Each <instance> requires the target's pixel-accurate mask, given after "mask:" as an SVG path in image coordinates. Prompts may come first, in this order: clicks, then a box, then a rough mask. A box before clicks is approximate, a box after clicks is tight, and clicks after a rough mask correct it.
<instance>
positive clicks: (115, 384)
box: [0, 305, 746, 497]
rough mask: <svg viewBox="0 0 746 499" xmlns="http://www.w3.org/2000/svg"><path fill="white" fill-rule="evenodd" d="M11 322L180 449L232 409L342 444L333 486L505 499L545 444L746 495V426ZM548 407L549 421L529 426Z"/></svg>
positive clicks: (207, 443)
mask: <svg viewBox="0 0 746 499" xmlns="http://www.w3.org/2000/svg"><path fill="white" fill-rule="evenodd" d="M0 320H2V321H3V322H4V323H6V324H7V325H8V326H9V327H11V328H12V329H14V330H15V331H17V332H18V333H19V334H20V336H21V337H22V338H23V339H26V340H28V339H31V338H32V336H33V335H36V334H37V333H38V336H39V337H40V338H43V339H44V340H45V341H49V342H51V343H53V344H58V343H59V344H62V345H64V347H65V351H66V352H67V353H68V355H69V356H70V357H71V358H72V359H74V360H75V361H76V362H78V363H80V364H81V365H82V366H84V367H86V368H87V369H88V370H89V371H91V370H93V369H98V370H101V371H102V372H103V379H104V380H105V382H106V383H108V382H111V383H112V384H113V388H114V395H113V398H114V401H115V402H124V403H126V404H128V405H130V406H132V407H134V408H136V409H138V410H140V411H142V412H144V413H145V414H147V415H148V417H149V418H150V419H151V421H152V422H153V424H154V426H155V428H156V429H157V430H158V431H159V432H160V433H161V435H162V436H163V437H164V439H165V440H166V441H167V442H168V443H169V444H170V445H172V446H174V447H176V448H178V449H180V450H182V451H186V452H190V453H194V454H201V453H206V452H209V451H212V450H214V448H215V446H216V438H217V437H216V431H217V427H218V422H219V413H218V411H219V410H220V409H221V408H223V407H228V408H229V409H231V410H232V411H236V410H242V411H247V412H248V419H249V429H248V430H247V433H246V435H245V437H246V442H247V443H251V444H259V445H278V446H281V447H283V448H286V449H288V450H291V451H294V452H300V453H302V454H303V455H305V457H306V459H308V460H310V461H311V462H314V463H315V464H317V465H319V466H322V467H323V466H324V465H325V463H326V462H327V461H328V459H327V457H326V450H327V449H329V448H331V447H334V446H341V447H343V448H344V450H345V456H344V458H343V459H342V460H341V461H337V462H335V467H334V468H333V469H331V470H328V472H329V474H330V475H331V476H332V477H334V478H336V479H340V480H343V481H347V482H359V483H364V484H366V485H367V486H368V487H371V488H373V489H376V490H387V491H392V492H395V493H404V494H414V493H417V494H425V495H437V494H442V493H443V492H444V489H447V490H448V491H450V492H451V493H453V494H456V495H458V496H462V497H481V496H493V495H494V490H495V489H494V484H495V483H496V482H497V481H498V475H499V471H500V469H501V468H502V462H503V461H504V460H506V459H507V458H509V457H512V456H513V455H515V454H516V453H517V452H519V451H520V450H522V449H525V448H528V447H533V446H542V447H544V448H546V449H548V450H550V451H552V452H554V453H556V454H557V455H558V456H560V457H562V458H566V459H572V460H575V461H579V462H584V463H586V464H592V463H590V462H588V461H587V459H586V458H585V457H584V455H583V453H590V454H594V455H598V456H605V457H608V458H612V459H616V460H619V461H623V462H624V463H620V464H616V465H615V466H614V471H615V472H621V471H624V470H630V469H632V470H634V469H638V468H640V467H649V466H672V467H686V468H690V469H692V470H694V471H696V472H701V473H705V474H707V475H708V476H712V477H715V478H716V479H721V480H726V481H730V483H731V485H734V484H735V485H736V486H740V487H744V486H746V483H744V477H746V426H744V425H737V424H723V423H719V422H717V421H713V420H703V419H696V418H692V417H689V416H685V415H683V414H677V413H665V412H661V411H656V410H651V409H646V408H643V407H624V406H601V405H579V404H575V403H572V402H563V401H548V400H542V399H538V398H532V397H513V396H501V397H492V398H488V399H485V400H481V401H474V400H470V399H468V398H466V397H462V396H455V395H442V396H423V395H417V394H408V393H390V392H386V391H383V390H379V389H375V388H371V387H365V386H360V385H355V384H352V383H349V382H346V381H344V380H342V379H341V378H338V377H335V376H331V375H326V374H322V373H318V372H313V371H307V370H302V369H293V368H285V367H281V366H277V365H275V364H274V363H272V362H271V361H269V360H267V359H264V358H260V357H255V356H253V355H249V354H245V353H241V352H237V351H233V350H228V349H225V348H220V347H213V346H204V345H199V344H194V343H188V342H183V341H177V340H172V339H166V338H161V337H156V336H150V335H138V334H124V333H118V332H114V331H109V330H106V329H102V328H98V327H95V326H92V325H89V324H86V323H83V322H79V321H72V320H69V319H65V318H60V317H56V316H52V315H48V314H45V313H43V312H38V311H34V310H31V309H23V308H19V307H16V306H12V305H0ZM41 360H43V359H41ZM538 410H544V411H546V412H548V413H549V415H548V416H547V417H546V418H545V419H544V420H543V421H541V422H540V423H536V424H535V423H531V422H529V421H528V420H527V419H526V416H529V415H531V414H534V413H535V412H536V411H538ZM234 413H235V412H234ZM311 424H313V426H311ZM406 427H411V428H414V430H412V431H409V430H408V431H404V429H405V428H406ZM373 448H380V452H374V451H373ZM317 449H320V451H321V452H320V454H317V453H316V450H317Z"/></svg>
^^^^^^^^^^^^^^^^
» **WORK ITEM**: Exactly as written above, copy out all the records.

» **EXERCISE OUTPUT**:
Each <instance> requires the target's pixel-accurate mask, given after "mask:" as an SVG path in image coordinates. Prompts may come first, in this order: clicks, then a box, then a rough mask. A box before clicks is approximate, a box after clicks is tight, and clicks after a rough mask correct it.
<instance>
positive clicks: (115, 384)
box: [0, 305, 746, 497]
rough mask: <svg viewBox="0 0 746 499" xmlns="http://www.w3.org/2000/svg"><path fill="white" fill-rule="evenodd" d="M11 322L180 449L232 409L342 444L333 486L505 499L545 444L746 495V426ZM548 407L549 421L529 426Z"/></svg>
positive clicks: (207, 443)
mask: <svg viewBox="0 0 746 499" xmlns="http://www.w3.org/2000/svg"><path fill="white" fill-rule="evenodd" d="M0 320H2V321H3V322H4V323H6V324H7V325H8V326H9V327H11V328H12V329H14V330H15V331H17V332H18V333H19V334H20V336H21V337H22V338H23V339H26V340H28V339H31V338H32V336H33V335H36V334H37V333H38V336H39V337H40V338H43V339H44V340H45V341H49V342H51V343H53V344H58V343H59V344H62V345H64V347H65V351H66V352H67V353H68V355H69V356H70V357H71V358H72V359H74V360H75V361H76V362H78V363H80V364H81V365H82V366H84V367H86V368H87V369H88V370H89V371H91V370H93V369H98V370H101V371H102V372H103V379H104V380H105V382H106V383H108V382H111V383H112V384H113V388H114V395H113V398H114V401H115V402H124V403H126V404H128V405H130V406H132V407H134V408H136V409H138V410H140V411H142V412H144V413H145V414H147V415H148V417H149V418H150V419H151V421H152V422H153V424H154V426H155V428H156V429H157V430H158V431H159V432H160V433H161V435H162V436H163V437H164V439H165V440H166V441H167V442H168V443H169V444H170V445H172V446H174V447H176V448H178V449H180V450H182V451H186V452H190V453H194V454H201V453H206V452H209V451H212V450H214V448H215V446H216V438H217V437H216V431H217V427H218V422H219V413H218V411H219V410H220V409H221V408H223V407H228V408H229V409H231V410H232V411H236V410H242V411H247V412H248V419H249V429H248V430H247V433H246V435H245V437H246V442H247V443H251V444H259V445H278V446H281V447H283V448H286V449H288V450H291V451H294V452H300V453H302V454H303V455H305V457H306V459H308V460H310V461H311V462H314V463H315V464H317V465H319V466H322V467H323V466H324V465H325V463H326V462H327V461H328V459H327V457H326V450H327V449H329V448H331V447H334V446H341V447H343V448H344V450H345V456H344V458H343V459H342V460H341V461H337V462H335V467H334V468H333V469H331V470H328V472H329V474H330V475H331V476H332V477H334V478H336V479H340V480H343V481H347V482H359V483H364V484H366V485H367V486H368V487H371V488H373V489H376V490H387V491H392V492H395V493H404V494H414V493H417V494H425V495H437V494H442V493H443V492H444V489H447V490H448V491H450V492H451V493H453V494H456V495H458V496H462V497H481V496H493V495H494V490H495V489H494V484H495V483H496V482H497V481H498V475H499V471H500V469H501V468H502V462H503V461H504V460H506V459H507V458H509V457H512V456H513V455H515V454H516V453H517V452H519V451H520V450H522V449H525V448H528V447H533V446H542V447H544V448H546V449H548V450H550V451H552V452H554V453H556V454H557V455H558V456H560V457H562V458H566V459H572V460H575V461H579V462H584V463H586V464H592V463H590V462H588V461H587V459H586V458H585V457H584V455H583V453H590V454H594V455H598V456H605V457H608V458H612V459H616V460H619V461H623V462H624V463H620V464H616V465H615V466H614V471H615V472H621V471H624V470H630V469H632V470H634V469H638V468H640V467H649V466H672V467H686V468H690V469H692V470H694V471H696V472H701V473H705V474H707V475H708V476H712V477H715V478H716V479H721V480H726V481H730V483H731V485H734V484H735V485H736V486H740V487H744V486H746V483H744V477H746V426H744V425H737V424H723V423H719V422H717V421H713V420H703V419H696V418H692V417H689V416H685V415H683V414H677V413H665V412H661V411H656V410H651V409H646V408H643V407H624V406H601V405H579V404H575V403H572V402H563V401H548V400H542V399H538V398H532V397H513V396H501V397H492V398H488V399H485V400H481V401H474V400H470V399H468V398H466V397H462V396H455V395H442V396H423V395H417V394H408V393H390V392H386V391H383V390H379V389H375V388H371V387H365V386H360V385H355V384H352V383H349V382H346V381H344V380H342V379H341V378H338V377H335V376H331V375H326V374H322V373H318V372H313V371H307V370H302V369H293V368H285V367H281V366H277V365H275V364H274V363H272V362H271V361H269V360H267V359H264V358H260V357H255V356H253V355H249V354H245V353H241V352H237V351H233V350H228V349H225V348H220V347H213V346H204V345H199V344H194V343H188V342H183V341H177V340H172V339H166V338H161V337H156V336H150V335H138V334H124V333H118V332H114V331H109V330H106V329H102V328H98V327H95V326H92V325H89V324H86V323H83V322H79V321H72V320H69V319H65V318H60V317H56V316H52V315H48V314H45V313H43V312H38V311H34V310H31V309H23V308H19V307H16V306H12V305H0ZM41 360H43V359H41ZM538 410H544V411H546V412H548V413H549V415H548V416H547V417H546V418H545V419H544V420H543V421H541V422H540V423H536V424H535V423H531V422H529V421H528V420H527V419H526V416H529V415H531V414H534V413H535V412H536V411H538ZM234 413H235V412H234ZM311 424H313V426H311ZM406 427H411V428H414V430H412V431H409V430H408V431H404V429H405V428H406ZM373 448H380V452H374V451H373ZM317 449H320V451H321V452H320V454H317V453H316V450H317Z"/></svg>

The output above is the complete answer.